=== The problem ===
Gather every line of the records below that contains the word "roof", and copy each one in full.

=== Input rows ===
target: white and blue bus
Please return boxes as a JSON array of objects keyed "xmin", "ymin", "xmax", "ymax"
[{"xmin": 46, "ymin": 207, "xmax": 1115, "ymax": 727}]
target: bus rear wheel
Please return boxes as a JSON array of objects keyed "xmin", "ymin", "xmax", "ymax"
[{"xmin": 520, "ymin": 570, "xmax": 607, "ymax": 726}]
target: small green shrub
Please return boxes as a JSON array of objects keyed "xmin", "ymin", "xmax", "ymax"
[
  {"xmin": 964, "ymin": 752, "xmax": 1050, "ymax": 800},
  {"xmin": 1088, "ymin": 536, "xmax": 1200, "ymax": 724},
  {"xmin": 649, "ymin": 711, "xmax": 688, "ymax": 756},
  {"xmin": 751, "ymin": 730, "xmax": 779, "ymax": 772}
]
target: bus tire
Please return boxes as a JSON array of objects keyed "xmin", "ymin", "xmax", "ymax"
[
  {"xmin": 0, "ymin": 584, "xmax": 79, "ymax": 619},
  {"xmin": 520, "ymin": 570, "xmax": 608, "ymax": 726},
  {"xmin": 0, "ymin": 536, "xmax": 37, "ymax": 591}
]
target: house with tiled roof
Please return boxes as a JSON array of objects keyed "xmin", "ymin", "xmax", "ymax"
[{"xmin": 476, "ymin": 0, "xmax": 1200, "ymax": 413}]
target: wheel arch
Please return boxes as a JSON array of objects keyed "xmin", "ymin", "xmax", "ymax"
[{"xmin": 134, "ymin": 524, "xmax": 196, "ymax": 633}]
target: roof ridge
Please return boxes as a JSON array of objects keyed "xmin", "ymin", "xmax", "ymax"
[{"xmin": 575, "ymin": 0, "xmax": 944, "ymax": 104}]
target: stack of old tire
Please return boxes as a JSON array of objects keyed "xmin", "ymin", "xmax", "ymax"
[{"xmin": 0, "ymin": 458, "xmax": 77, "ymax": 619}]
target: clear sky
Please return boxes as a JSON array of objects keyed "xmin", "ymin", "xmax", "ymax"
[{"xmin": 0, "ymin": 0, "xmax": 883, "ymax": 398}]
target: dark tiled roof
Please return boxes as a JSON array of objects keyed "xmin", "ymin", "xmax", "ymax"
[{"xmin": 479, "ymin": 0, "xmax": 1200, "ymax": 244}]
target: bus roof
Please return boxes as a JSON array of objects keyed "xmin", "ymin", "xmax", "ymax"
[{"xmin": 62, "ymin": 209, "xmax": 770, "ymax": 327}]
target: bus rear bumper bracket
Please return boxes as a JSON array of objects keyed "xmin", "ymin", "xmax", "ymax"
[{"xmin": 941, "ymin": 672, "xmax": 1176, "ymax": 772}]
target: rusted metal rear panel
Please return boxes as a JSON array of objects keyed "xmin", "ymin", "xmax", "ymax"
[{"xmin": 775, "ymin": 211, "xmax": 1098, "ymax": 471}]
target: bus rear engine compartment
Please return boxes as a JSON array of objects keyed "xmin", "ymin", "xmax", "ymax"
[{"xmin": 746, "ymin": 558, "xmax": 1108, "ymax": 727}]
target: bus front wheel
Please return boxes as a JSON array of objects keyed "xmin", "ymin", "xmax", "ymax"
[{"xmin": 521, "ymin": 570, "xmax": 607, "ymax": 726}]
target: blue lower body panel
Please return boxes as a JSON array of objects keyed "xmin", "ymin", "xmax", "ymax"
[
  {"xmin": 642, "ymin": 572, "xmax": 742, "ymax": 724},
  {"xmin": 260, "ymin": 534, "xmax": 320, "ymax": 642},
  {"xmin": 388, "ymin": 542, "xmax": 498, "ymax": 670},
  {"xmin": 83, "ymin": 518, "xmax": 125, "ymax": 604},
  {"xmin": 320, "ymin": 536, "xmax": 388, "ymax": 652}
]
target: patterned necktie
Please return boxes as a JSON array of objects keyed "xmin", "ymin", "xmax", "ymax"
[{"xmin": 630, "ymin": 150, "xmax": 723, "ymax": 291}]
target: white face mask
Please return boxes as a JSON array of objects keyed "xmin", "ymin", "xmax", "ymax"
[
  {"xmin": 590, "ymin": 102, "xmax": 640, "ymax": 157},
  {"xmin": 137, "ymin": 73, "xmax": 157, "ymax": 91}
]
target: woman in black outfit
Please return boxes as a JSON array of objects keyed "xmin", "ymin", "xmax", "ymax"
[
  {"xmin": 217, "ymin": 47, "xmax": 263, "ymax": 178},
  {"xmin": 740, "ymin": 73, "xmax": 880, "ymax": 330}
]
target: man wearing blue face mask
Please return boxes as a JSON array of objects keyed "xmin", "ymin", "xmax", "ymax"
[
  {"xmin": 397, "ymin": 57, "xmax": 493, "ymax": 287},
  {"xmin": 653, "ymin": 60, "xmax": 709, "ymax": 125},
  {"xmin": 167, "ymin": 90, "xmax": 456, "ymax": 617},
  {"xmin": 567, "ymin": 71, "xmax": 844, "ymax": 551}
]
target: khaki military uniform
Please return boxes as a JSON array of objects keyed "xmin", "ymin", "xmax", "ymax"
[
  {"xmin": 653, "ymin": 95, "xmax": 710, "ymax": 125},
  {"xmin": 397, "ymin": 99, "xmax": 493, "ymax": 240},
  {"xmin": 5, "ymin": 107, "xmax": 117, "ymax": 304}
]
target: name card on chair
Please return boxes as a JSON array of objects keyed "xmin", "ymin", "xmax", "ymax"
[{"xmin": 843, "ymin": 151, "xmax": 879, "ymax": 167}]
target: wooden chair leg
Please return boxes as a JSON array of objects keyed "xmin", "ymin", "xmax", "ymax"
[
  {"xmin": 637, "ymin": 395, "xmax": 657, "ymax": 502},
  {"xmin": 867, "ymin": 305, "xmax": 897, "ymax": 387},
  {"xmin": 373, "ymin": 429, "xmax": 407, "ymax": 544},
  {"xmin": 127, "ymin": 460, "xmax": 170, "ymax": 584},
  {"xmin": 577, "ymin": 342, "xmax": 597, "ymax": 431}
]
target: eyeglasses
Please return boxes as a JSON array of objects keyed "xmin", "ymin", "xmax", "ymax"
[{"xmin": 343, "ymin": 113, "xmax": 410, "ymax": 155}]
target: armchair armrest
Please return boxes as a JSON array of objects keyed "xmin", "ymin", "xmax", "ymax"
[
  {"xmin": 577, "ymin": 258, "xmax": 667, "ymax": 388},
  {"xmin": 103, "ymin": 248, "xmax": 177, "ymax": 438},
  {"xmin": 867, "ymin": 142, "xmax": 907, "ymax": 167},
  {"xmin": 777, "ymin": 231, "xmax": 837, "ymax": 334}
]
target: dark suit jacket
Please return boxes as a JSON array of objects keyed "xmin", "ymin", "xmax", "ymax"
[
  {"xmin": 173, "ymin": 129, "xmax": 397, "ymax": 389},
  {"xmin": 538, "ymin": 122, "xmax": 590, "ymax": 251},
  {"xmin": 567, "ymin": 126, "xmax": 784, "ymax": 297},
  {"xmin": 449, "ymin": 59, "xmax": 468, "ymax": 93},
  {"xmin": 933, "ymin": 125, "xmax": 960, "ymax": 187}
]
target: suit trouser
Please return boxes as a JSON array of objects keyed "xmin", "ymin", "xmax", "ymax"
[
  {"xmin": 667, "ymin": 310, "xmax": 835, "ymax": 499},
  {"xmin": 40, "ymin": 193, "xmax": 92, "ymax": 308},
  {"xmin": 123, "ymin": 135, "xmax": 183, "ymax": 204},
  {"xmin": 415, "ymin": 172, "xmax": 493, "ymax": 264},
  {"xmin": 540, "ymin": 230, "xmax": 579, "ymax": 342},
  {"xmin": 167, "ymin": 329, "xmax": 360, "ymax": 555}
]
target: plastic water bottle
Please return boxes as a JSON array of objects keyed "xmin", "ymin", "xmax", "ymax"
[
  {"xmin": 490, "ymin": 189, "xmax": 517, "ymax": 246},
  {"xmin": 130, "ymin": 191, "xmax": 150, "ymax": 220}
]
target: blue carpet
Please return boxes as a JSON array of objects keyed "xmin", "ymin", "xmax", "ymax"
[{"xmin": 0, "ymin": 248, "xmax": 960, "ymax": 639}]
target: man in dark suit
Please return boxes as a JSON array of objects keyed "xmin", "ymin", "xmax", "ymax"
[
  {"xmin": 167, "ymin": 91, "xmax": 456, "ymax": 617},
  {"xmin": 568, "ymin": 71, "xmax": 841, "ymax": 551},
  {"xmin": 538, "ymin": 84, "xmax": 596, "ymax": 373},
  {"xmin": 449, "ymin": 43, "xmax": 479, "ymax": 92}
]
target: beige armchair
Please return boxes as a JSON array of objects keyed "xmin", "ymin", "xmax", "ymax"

=== The output ===
target: house with tiled roof
target: roof ridge
target: dark tiled roof
target: bus roof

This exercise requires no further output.